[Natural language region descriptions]
Segment Open
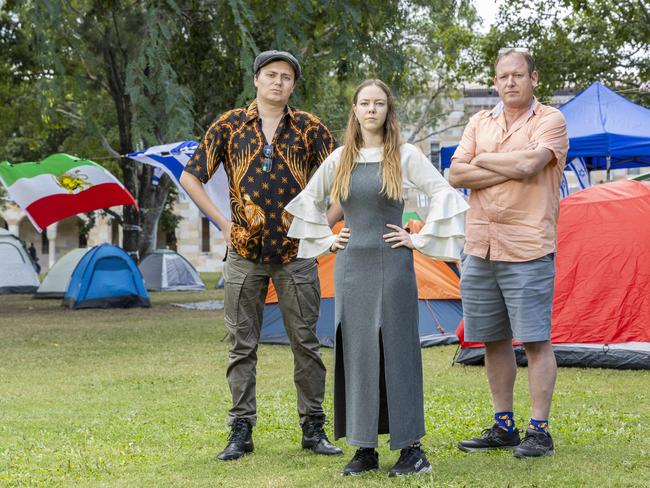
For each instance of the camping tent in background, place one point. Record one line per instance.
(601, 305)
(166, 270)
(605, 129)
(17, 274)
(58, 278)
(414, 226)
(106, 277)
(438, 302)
Segment Closed
Segment Open
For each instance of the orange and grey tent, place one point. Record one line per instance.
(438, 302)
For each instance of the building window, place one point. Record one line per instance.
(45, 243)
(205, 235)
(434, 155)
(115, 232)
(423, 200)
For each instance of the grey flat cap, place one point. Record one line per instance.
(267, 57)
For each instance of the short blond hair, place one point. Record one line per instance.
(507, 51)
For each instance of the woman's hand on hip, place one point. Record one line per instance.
Segment Closed
» **THE PROBLEM**
Write down again, exactly as given, only the lines above that fall from the line with "For each instance of the short" to the line with "For each instance of the woman's", inclusive.

» **OUTPUT OF THE EXERCISE**
For each instance of the short blond hair, place one point. Record one line per instance.
(507, 51)
For each instance of the woman's hand on hip, place one point. Record one line per instance.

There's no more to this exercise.